▶ [DOCUMENT TEXT]:

········

The remaining projects that potentially affected sites (105) required an initial field visit to collect some baseline information, and many of them were resolved with simple surface collections of artifacts, or very limited excavations. Others are being developed by project sponsors who are willing to waive or extend the time limits imposed by Act 70. These initial field visits, small scale projects, and long term investigations are handled by our in-house staff. The in-house staff, or CAP Crew, supervised by Jim Herbstritt, consists of one to three seasonal employees and a Summer intern, and is equipped to be highly flexible and mobile in response to a sometimes hectic and diverse project schedule. Since the program’s inception, they have conducted field visits and investigations from border to border across the Commonwealth. The crew is also responsible for our large scale public education program conducted every Fall in City Island park in downtown Harrisburg, presenting and interpreting the buried past to thousands of visitors every year. The CAP crew has proved to be a cost effective and efficient way to address many of the PHMC’s responsibilities mandated by Act 70, and the crew is part of the Commission’s over 70 year old tradition of archaeological field investigations in Pennsylvania.

Our regional consultant’s initiative, in effect since July of 1997, is utilized for projects involving relatively large scale or complex field investigations. They also provide the program with access to a wide variety of specialized services and analytical techniques. The three firms we retain were selected for their regional expertise in Pennsylvania archaeology, but the contract is structured to allow the consultants to work in any region of the state, depending on the locations of pending projects. Our current contract, in effect through June of 2000, retains the ASC Group in Western Pennsylvania, KCI Incorporated in Central Pennsylvania, and Kittatinny Archaeological Research Inc. in Eastern Pennsylvania. Collectively, these three firms have conducted four large field projects and five specialized analysis projects for us since their contracts began.


Budget

While our 1996 staff estimates for fulfilling our obligations under Act 70, based on the pre-1996 annual number of State compliance surveys and on our costs to conduct them, were between $1,000,000.00 and $1,250,000.00, the annual appropriation for the CAP remains at about $300,000.00. It is expected to continue at that level for the next fiscal year. Our budget is divided among our consultant services, our in-house staff salaries and benefits, and logistical support for the in-house program. The apportionment of the Fiscal Year 1998 budget, ending in June 1999, is depicted below.


The State of the Program

Jasper Broadspears, ca 3500-4000 years BP, Lehigh County

 

The resource management decisions and allocation of limited resources necessitated by the provisions of Act 70 have profoundly affected the disposition of the archaeological record in Pennsylvania in some fundamental ways. Some of these effects have been detrimental, but some have been positive.

In the broadest sense, the management limitations incurred through both the provisions of Act 70 and our budget constraints have damaged the archaeological record in the Commonwealth. Since the Act precludes investigations based on the probability of an unrecorded site in the project area, unknown numbers of important sites have already been, and will continue to be, destroyed as a result of this legislation. A search of the BHP’s Environmental Review Database provides some evidence of the effects of this change in resource management. As of December, 1999, we have reviewed some 4,400 initial permit notifications since February of 1996. Of these, about 1,100 were identified as high probability locations for a significant archaeological site to occur. Based on the results of surveys conducted for the Federal compliance program, which requires permittees and agencies to conduct identification surveys of high probability locations, and on projects resulting from the pre-1996 State program, we could expect about 50% of these projects state wide to contain an archaeological site or sites (BHP Compliance Report Database, 1999). Such an estimate would indicate that perhaps 550 archaeological sites, sites we will never know anything about, may have been lost as a direct result of Act 70.

········

▶ [DATASET ROWS]:
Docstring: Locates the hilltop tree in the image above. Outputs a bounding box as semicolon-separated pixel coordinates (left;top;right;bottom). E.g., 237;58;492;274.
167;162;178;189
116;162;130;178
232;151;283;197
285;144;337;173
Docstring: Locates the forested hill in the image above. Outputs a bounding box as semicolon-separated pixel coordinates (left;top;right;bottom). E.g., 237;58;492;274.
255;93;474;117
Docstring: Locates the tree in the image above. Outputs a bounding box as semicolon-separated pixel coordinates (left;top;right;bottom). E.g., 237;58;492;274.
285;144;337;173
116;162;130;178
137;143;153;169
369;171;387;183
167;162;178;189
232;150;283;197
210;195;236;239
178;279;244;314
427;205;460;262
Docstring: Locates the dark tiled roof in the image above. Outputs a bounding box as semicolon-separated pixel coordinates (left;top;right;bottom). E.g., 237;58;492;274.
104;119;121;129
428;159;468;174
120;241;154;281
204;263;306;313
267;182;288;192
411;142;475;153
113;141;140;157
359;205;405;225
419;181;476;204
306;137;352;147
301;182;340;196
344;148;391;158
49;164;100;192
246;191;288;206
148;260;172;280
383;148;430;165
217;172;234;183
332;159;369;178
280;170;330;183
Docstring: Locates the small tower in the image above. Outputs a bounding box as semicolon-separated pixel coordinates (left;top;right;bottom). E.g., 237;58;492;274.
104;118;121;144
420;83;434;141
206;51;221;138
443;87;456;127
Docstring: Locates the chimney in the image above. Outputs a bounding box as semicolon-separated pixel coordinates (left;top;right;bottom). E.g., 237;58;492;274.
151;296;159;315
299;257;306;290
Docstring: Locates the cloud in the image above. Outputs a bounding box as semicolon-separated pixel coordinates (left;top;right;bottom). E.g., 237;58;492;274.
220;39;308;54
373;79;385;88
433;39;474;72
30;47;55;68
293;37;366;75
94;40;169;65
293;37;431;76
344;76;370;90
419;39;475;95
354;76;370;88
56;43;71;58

········

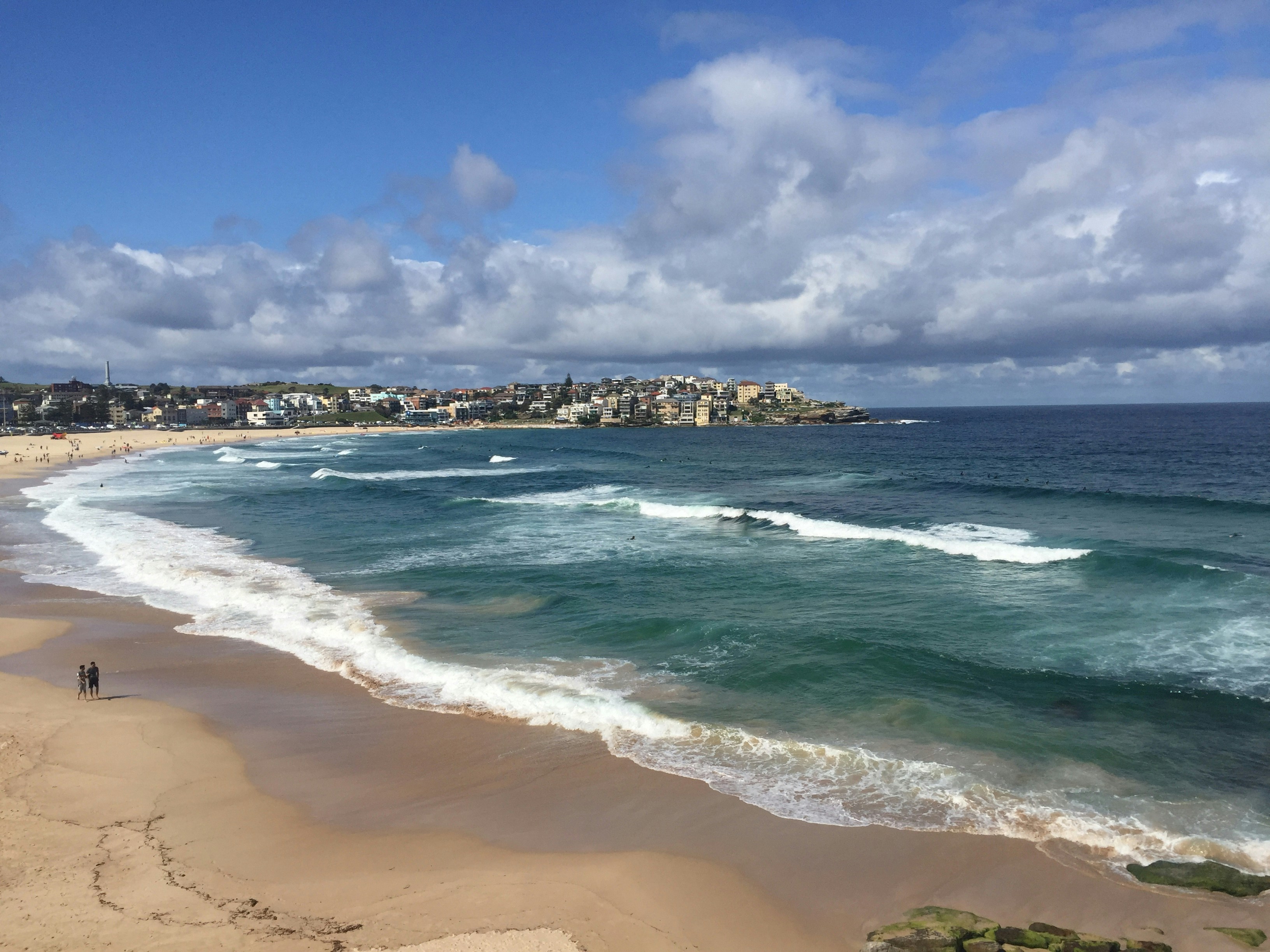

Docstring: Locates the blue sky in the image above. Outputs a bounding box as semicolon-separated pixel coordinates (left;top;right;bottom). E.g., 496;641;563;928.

········

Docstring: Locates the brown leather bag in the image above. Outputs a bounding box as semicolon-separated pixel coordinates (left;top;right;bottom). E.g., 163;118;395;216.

········

▶ [AIM]:
Turn the paragraph in the text on Pennsylvania's archaeology program that begins "Our regional consultant's initiative" into a short list that keeps its main facts.

▶ [OUTPUT FOR THIS TASK]:
- In effect since July 1997 and used for relatively large-scale or complex field investigations.
- Gives the program access to a wide range of specialized services and analytical techniques.
- Three firms were chosen for their regional expertise in Pennsylvania archaeology. The contract lets them work in any region of the state, depending on where projects are.
- The current contract runs through June 2000. It retains the ASC Group (Western Pennsylvania), KCI Incorporated (Central Pennsylvania), and Kittatinny Archaeological Research Inc. (Eastern Pennsylvania).
- Together, the firms have done four large field projects and five specialized analysis projects since their contracts began.